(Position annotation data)
>> START

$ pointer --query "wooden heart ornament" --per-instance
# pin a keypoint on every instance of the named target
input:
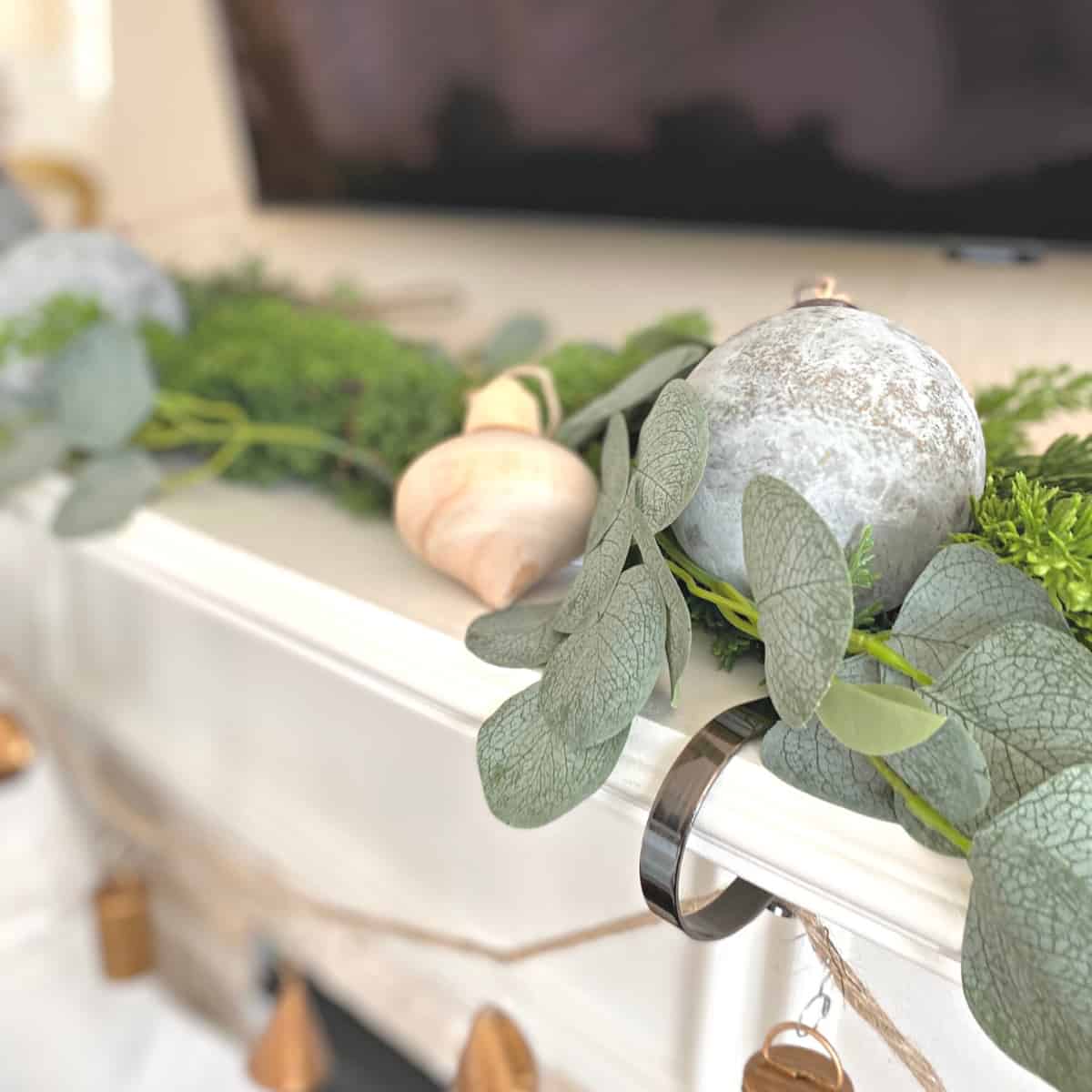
(501, 506)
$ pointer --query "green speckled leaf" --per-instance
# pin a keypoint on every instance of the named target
(105, 390)
(925, 835)
(614, 472)
(600, 680)
(517, 637)
(105, 491)
(964, 594)
(876, 719)
(1025, 694)
(801, 581)
(513, 342)
(1027, 943)
(599, 576)
(949, 771)
(638, 387)
(671, 454)
(814, 762)
(530, 774)
(30, 451)
(680, 628)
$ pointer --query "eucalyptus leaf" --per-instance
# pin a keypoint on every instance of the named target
(671, 454)
(680, 627)
(517, 637)
(531, 774)
(105, 491)
(814, 762)
(925, 835)
(802, 589)
(949, 771)
(640, 386)
(104, 385)
(1025, 694)
(599, 576)
(514, 341)
(600, 680)
(876, 719)
(964, 594)
(1027, 942)
(28, 451)
(614, 473)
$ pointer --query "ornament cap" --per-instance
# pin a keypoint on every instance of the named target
(16, 751)
(293, 1054)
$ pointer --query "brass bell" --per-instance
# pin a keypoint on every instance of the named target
(293, 1054)
(496, 1057)
(784, 1068)
(125, 926)
(16, 752)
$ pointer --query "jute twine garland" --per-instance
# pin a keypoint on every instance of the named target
(243, 894)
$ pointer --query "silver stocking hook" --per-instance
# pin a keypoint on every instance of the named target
(672, 816)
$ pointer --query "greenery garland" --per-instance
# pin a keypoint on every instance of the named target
(964, 716)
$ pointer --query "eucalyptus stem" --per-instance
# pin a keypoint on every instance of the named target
(740, 602)
(190, 420)
(874, 645)
(921, 808)
(725, 606)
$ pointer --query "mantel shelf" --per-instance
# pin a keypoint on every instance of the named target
(294, 571)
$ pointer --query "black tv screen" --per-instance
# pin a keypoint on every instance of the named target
(947, 117)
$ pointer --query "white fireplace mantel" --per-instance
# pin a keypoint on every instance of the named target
(293, 677)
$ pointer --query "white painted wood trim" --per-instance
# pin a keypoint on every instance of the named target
(864, 875)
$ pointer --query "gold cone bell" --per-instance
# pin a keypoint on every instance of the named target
(125, 926)
(292, 1055)
(496, 1057)
(16, 752)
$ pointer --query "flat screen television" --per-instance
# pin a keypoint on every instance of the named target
(945, 117)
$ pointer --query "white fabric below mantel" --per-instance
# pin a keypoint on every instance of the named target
(64, 1027)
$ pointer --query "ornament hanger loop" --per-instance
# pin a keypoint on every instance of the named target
(823, 288)
(800, 1074)
(824, 1000)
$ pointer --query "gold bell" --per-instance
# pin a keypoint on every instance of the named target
(292, 1055)
(125, 926)
(784, 1068)
(16, 752)
(496, 1057)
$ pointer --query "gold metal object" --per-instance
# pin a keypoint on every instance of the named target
(784, 1068)
(822, 288)
(16, 752)
(496, 1057)
(293, 1054)
(48, 173)
(125, 926)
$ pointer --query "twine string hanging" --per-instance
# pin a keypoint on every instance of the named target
(248, 893)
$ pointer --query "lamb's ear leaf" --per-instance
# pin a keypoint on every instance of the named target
(640, 386)
(518, 637)
(1024, 693)
(680, 627)
(105, 492)
(964, 594)
(104, 386)
(802, 588)
(1027, 942)
(531, 774)
(876, 719)
(671, 454)
(602, 676)
(614, 473)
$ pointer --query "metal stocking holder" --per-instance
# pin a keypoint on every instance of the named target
(672, 816)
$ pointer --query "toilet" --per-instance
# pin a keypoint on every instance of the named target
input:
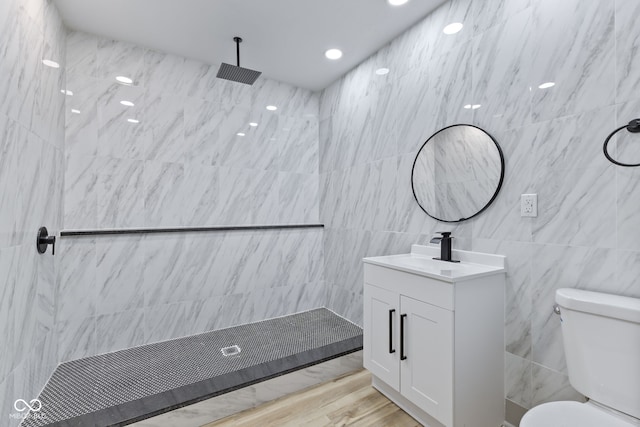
(601, 335)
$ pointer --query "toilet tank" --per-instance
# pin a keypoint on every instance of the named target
(601, 334)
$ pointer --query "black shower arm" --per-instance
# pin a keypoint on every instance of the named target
(633, 127)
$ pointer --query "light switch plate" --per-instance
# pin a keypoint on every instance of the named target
(529, 205)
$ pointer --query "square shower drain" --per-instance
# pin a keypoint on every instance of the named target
(230, 351)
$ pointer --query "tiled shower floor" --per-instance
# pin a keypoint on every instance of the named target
(128, 385)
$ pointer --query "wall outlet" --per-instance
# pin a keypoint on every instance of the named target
(529, 205)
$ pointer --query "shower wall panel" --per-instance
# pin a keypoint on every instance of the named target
(175, 158)
(31, 183)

>> END

Pick out every line of the data above that contains the string "twine", matching case exactly, and copy each one.

$ pointer --query "jute twine garland" --per-instance
$ pointer --query "twine string hanging" --per-instance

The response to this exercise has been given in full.